__Problem statement__.
Reproduce the material below, changing each "earns a single dot" to "receives one dot" and leaving everything else as it is.

__Supplied information__.
○ ○ ○ ○ ○
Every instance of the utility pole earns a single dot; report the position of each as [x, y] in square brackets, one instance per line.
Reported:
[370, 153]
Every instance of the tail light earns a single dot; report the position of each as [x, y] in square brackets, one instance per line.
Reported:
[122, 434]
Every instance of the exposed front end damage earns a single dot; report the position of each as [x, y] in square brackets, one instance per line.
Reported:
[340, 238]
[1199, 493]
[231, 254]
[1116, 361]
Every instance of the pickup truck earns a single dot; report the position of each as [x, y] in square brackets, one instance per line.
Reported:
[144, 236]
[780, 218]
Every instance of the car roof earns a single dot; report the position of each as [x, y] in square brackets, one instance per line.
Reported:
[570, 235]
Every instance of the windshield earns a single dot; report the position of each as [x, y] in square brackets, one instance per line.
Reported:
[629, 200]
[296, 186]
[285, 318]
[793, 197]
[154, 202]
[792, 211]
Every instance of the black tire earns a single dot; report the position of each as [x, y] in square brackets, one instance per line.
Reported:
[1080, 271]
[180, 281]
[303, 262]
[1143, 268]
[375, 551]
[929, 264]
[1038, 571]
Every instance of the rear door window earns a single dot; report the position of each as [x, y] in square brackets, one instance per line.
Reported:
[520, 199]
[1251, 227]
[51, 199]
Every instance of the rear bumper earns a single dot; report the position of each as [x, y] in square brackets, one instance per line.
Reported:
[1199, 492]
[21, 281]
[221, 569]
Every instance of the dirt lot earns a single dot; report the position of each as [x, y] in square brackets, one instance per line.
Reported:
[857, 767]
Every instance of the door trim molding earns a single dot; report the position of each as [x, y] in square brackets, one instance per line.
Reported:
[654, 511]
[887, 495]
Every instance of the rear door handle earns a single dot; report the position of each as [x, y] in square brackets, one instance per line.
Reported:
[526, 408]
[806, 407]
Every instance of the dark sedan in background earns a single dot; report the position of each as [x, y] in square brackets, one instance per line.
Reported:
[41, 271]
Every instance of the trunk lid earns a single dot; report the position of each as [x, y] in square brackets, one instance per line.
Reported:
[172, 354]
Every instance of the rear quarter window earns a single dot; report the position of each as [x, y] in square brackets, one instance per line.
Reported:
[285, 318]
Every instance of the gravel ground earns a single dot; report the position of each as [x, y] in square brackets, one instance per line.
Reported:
○ ○ ○ ○ ○
__The reply__.
Every instance of the utility pole receives one dot; report the position of each as [x, y] in square brackets, one instance per line.
Reported:
[370, 153]
Every instance of the tail light receives one dot; report the position of each as [x, y] in square brackets, one instance per line.
Reported:
[122, 434]
Every instance of the exposed front end damage receives one dot; report the position of each as [x, y] in square brackets, one instance per line.
Reported:
[340, 238]
[1199, 493]
[231, 254]
[1116, 361]
Every instance of the pickup truck receives one dot; report the position of each as [x, y] in square brackets, one instance per line.
Reported:
[144, 236]
[780, 218]
Every instance of the car roof receives one dot; report the position of each as [x, y] in square brackets, one instance per line.
Reported:
[570, 235]
Every instance of the windshield receives one dot; report the position of each as [x, y] in square brackets, one instance per line.
Reported:
[629, 200]
[296, 186]
[285, 318]
[793, 197]
[154, 202]
[792, 211]
Every instance of the black tire receives one dot; report the position of each as [x, y] in square brackets, one instance per line.
Reported:
[1080, 271]
[180, 281]
[303, 262]
[1143, 268]
[375, 551]
[929, 264]
[1038, 571]
Every instance of the rear door window receives one dot; report the position of each as [x, y] in square brackets, one instance per line.
Reported:
[520, 199]
[1251, 227]
[51, 199]
Every instance of the rear bumper receives one dot; report the position of each as [x, y] in square brackets, one instance per line.
Reported:
[1199, 492]
[21, 281]
[221, 569]
Every instance of the dirt lot receives one dot; report the position of each as [x, y] in square brackets, one instance per line.
Reported:
[857, 767]
Every instance of the door trim molding receives one dot; report the position of each as [x, y] in square brackets, one instance per line.
Reported:
[654, 511]
[887, 495]
Every instance of the rear door handle receives one dot; report the position of each as [x, y] in square brackets, one instance per line.
Reported:
[526, 408]
[806, 407]
Every instance of the dark sedan in background receives one dot; report the position of each as [x, y] in square brackets, one instance per line.
Reported:
[41, 271]
Every instance of the trunk lid receives one dot; report the position of each as [x, y] in square brackets, one instance per line.
Reported:
[172, 354]
Every instance of the rear quarter window receives one dot; report the position of each as [x, y] in square brackets, one instance per line.
Reported:
[285, 318]
Every instance of the gravel ground receives one dot; report the position of each as [x, y] in square brackets, one instance per line.
Reported:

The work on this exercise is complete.